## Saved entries

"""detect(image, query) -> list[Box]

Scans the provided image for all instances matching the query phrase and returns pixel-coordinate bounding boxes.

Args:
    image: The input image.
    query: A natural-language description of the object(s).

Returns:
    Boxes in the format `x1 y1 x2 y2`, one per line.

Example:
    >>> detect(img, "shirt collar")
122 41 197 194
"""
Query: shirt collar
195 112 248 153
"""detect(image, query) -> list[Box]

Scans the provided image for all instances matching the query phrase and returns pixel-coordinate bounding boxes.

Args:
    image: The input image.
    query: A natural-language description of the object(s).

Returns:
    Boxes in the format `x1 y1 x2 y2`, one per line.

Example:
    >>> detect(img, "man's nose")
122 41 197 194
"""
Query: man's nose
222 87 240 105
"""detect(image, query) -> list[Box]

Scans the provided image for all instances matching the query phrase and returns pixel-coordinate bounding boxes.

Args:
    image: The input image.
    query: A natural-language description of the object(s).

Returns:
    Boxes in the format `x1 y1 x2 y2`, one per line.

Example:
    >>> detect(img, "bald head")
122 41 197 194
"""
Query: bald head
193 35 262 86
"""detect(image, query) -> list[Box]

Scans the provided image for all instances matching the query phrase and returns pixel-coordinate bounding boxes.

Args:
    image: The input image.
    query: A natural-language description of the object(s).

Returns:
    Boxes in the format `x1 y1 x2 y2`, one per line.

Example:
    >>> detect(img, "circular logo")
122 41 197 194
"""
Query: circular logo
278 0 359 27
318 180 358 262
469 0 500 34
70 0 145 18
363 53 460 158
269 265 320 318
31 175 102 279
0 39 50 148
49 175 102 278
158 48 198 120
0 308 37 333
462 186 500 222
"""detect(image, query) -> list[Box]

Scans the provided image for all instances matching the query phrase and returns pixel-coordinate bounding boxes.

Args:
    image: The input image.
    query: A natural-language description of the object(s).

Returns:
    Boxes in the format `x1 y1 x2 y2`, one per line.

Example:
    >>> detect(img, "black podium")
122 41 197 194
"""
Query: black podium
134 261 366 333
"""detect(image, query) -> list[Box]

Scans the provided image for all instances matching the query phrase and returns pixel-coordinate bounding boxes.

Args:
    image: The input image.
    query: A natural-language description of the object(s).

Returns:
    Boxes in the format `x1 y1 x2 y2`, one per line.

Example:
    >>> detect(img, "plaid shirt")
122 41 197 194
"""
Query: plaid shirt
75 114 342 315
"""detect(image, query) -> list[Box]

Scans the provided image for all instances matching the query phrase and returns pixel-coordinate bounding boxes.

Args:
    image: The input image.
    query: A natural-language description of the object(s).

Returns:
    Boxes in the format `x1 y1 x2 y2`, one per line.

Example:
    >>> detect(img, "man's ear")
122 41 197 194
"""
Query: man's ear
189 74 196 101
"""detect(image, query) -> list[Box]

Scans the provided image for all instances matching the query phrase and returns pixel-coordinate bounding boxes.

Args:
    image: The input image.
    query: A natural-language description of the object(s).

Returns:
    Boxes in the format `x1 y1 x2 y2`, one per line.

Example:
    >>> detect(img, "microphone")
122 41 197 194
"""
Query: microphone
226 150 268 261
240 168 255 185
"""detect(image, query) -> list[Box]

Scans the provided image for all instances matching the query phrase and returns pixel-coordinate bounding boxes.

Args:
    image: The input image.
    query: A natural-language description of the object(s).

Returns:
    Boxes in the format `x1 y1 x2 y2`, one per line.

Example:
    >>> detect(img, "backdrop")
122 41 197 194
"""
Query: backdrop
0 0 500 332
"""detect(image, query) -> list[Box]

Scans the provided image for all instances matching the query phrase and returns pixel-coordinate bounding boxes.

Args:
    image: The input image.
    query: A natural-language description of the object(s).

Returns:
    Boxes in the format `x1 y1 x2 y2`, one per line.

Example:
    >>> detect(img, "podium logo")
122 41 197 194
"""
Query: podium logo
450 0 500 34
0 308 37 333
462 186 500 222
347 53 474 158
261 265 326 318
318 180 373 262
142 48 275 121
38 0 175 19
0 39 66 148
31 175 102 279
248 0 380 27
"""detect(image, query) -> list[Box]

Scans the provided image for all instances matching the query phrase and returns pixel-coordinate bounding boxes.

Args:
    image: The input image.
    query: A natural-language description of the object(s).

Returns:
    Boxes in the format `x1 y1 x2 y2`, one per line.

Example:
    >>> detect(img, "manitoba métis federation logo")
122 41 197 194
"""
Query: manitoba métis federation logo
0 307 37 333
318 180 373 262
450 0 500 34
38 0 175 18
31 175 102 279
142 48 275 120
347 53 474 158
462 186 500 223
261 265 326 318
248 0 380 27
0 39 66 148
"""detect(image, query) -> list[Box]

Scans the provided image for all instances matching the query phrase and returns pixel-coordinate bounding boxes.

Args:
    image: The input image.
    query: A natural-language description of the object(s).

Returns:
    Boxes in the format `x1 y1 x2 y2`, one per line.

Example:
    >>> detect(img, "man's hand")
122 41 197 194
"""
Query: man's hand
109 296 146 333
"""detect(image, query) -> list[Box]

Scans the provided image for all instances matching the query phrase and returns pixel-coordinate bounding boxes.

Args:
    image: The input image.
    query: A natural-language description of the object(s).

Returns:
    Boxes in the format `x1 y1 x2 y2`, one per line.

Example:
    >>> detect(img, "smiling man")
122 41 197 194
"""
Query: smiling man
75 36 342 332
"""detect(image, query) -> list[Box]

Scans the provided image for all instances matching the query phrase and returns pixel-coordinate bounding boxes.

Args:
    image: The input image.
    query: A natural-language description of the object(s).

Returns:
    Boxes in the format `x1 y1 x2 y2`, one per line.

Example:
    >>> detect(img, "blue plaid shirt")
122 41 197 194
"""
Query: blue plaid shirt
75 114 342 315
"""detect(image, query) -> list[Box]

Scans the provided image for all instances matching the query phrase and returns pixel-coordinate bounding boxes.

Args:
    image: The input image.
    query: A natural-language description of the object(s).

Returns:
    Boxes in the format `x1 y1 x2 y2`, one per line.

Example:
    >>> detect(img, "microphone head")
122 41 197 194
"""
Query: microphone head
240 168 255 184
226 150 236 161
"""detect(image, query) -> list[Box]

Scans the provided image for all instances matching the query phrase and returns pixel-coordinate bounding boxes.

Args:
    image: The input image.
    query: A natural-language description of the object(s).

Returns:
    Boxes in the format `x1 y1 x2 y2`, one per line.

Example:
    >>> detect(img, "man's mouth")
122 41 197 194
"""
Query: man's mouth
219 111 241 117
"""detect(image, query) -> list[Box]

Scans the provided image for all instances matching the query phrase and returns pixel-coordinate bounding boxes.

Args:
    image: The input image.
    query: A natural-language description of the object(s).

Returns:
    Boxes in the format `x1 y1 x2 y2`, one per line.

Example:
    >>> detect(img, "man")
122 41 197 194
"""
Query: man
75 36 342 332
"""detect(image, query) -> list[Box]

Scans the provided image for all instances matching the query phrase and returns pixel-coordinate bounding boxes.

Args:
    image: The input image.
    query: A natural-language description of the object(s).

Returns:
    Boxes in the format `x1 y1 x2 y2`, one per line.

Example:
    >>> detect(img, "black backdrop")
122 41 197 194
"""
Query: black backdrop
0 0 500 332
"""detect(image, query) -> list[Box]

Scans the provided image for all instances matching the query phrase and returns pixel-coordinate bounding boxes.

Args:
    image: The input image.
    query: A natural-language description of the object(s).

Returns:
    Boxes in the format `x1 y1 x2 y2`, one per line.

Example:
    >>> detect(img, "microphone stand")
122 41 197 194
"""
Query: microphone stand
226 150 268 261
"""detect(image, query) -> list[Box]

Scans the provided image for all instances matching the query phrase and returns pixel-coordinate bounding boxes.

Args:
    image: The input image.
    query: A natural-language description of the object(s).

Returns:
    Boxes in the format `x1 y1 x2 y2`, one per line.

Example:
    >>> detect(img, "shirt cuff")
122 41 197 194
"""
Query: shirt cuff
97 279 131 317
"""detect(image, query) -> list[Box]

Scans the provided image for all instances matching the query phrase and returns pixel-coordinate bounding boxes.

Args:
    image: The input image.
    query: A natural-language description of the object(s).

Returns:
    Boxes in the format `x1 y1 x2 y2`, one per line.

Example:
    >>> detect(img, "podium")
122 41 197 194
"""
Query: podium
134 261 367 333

## Problem details
Gather every line in the rows above that contains the word "podium" and copy each one out.

## Solution
    >>> detect(img, "black podium")
Query: black podium
    >>> detect(img, "podium logo")
Query: podium logo
    >>> detect(img, "podium")
Query: podium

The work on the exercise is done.